[Stored items]
----
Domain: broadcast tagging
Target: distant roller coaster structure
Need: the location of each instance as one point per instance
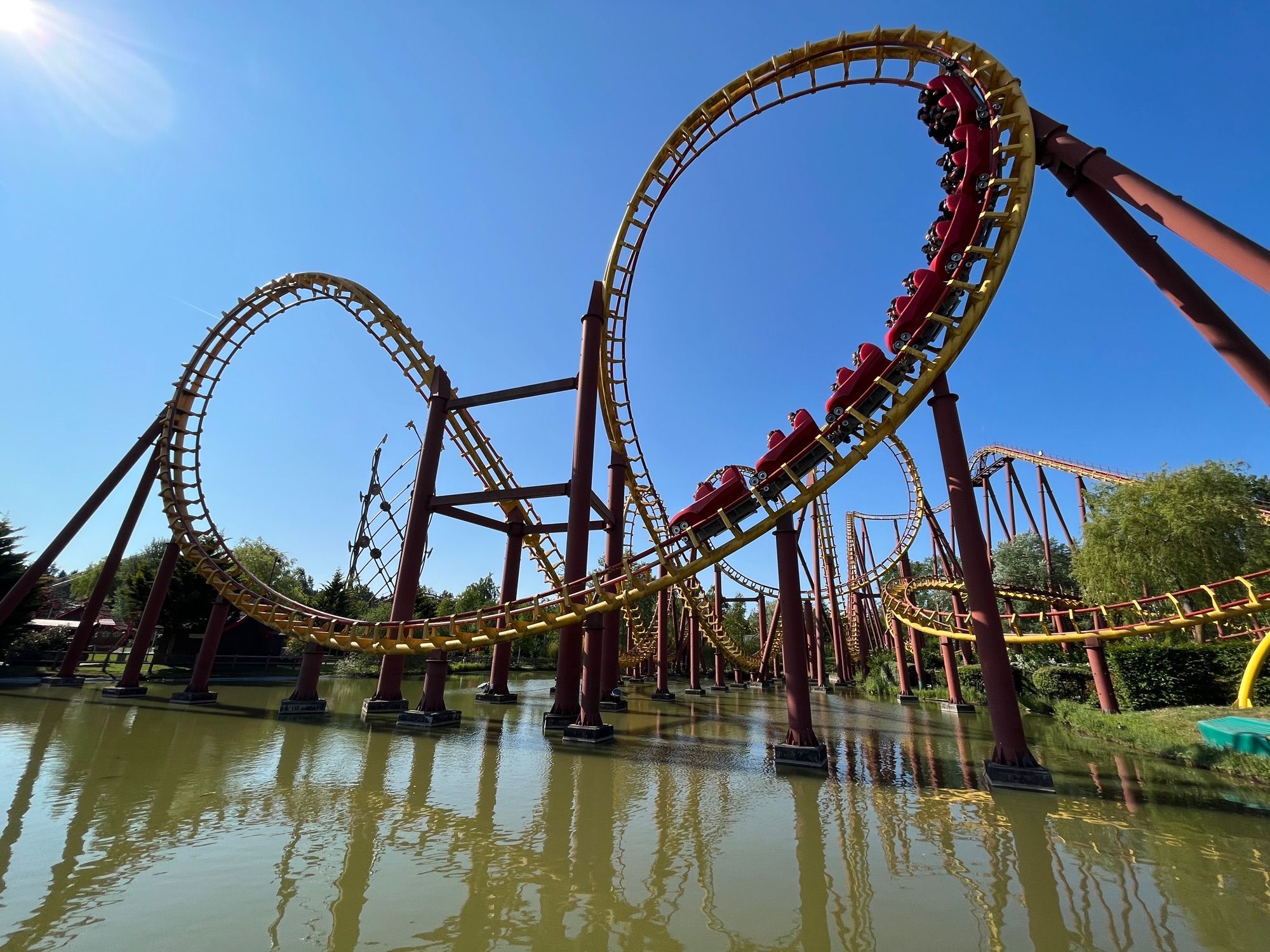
(975, 109)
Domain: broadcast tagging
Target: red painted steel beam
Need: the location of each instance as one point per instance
(1008, 727)
(1212, 323)
(37, 569)
(1239, 253)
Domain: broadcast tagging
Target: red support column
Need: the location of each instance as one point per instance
(105, 581)
(1213, 324)
(130, 682)
(37, 569)
(578, 689)
(501, 663)
(1233, 249)
(662, 692)
(1013, 764)
(388, 697)
(1102, 676)
(906, 691)
(694, 653)
(614, 543)
(719, 661)
(196, 692)
(802, 748)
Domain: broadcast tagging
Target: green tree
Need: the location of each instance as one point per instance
(335, 596)
(1022, 562)
(13, 564)
(1173, 531)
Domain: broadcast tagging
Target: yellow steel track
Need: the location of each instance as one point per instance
(902, 58)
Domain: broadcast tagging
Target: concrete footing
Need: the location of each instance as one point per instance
(124, 692)
(299, 709)
(194, 697)
(584, 734)
(430, 719)
(490, 697)
(373, 706)
(802, 757)
(557, 723)
(1036, 779)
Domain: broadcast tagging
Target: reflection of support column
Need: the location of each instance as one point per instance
(50, 717)
(388, 697)
(664, 677)
(719, 682)
(196, 692)
(352, 885)
(802, 748)
(130, 682)
(1013, 764)
(568, 706)
(810, 854)
(40, 565)
(501, 664)
(614, 543)
(1037, 878)
(105, 582)
(1102, 676)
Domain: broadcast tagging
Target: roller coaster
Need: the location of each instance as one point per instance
(993, 144)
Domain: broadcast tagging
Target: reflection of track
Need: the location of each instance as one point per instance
(891, 58)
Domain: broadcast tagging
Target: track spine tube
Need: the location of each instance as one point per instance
(1008, 725)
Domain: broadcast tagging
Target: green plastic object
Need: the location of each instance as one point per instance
(1247, 736)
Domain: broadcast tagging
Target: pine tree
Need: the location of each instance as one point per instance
(13, 564)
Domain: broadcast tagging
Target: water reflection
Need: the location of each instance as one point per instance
(123, 821)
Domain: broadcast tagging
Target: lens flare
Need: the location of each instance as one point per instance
(17, 16)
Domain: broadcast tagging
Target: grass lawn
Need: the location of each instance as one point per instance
(1169, 733)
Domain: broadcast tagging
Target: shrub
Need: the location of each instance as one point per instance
(1064, 684)
(1153, 675)
(34, 643)
(358, 666)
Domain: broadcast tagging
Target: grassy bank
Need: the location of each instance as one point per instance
(1169, 733)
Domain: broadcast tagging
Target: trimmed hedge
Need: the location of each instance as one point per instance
(1064, 684)
(1153, 675)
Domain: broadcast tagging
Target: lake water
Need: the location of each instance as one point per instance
(143, 826)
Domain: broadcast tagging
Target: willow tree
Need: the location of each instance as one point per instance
(1173, 531)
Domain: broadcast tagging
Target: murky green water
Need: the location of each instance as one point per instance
(147, 827)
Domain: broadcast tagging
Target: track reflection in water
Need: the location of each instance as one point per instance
(142, 827)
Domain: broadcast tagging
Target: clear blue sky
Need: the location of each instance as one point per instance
(471, 163)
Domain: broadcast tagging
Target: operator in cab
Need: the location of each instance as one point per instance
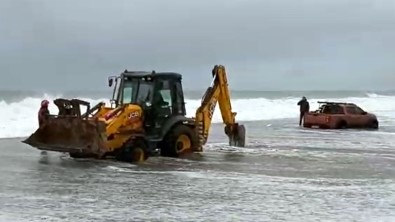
(43, 112)
(304, 108)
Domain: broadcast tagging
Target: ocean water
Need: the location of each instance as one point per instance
(285, 173)
(18, 110)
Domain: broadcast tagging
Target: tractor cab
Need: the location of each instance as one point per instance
(160, 95)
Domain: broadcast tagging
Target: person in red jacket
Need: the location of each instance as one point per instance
(43, 113)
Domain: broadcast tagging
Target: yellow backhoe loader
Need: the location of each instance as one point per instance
(146, 117)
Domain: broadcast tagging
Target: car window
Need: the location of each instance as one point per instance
(352, 110)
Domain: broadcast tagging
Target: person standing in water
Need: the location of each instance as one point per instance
(43, 113)
(304, 108)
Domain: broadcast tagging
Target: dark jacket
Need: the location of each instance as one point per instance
(304, 106)
(43, 114)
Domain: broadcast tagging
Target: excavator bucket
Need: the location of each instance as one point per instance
(70, 132)
(236, 134)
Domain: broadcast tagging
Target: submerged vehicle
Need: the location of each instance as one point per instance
(147, 116)
(336, 115)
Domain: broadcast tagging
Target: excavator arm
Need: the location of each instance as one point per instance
(219, 93)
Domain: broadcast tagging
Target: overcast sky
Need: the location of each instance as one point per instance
(264, 44)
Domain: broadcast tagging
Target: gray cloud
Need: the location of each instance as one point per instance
(265, 44)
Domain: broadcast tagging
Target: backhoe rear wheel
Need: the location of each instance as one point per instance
(180, 140)
(134, 151)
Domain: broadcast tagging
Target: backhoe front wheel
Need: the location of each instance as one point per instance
(134, 151)
(180, 140)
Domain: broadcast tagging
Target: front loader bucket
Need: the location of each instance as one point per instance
(70, 134)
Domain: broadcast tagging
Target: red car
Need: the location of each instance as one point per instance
(334, 115)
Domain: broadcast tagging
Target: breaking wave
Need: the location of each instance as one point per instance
(19, 119)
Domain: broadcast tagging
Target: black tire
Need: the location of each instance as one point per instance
(134, 151)
(181, 139)
(341, 124)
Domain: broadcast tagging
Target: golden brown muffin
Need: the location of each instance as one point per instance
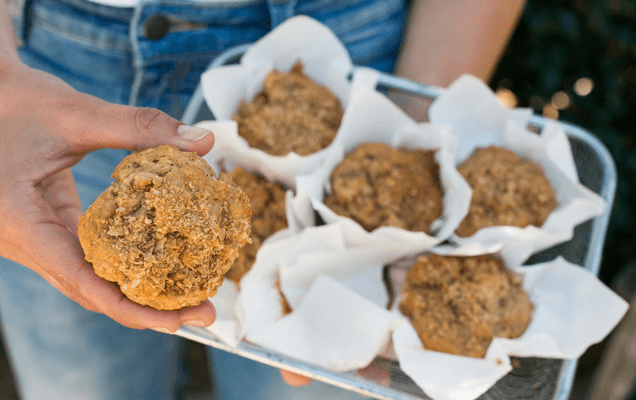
(458, 305)
(507, 191)
(378, 185)
(166, 230)
(267, 200)
(292, 114)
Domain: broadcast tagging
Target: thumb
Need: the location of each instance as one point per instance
(134, 128)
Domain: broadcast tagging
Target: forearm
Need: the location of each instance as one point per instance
(8, 50)
(445, 39)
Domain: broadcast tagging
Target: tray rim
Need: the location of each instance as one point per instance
(362, 386)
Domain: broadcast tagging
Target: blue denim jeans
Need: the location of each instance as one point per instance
(58, 349)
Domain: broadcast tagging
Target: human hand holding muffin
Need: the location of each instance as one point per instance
(48, 127)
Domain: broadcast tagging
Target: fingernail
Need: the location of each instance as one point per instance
(195, 323)
(192, 133)
(162, 330)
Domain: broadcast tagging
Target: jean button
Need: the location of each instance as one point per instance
(156, 27)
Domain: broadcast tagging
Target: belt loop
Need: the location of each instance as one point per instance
(137, 58)
(280, 11)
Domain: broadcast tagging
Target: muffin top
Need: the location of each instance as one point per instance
(166, 230)
(458, 305)
(507, 191)
(292, 114)
(378, 185)
(267, 201)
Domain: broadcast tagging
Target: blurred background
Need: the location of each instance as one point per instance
(572, 60)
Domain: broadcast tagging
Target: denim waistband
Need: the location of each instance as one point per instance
(107, 51)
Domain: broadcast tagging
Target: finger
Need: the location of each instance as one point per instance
(201, 315)
(105, 125)
(60, 191)
(293, 379)
(63, 265)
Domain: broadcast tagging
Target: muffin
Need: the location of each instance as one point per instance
(458, 305)
(378, 185)
(507, 191)
(267, 201)
(292, 114)
(166, 230)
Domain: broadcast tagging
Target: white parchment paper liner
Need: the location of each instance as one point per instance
(478, 119)
(339, 318)
(572, 310)
(374, 118)
(227, 324)
(333, 327)
(325, 60)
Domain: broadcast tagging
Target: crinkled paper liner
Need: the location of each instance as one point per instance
(325, 60)
(478, 119)
(227, 325)
(334, 283)
(573, 309)
(374, 118)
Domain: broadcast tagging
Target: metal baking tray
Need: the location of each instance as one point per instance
(532, 378)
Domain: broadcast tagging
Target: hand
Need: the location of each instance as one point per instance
(293, 379)
(45, 128)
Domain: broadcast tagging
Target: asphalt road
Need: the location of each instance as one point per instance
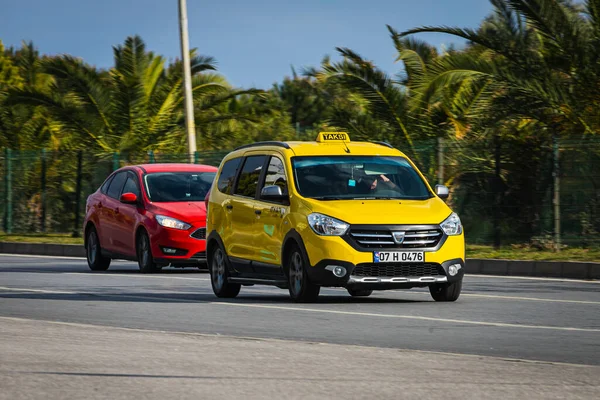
(550, 322)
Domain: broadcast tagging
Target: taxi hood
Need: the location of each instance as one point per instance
(384, 212)
(186, 211)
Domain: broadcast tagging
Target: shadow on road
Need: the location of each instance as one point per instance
(200, 297)
(41, 269)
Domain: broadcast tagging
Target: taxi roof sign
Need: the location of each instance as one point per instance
(333, 137)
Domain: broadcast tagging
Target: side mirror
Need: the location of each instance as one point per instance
(273, 193)
(442, 191)
(128, 198)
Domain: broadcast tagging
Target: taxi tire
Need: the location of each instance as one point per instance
(446, 291)
(227, 290)
(308, 292)
(93, 251)
(146, 265)
(360, 292)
----
## WHAT IS NEEDED
Count the lines in the entries that contain the string "liner", treating case as significant, and give only the number.

## CORRECT ANSWER
2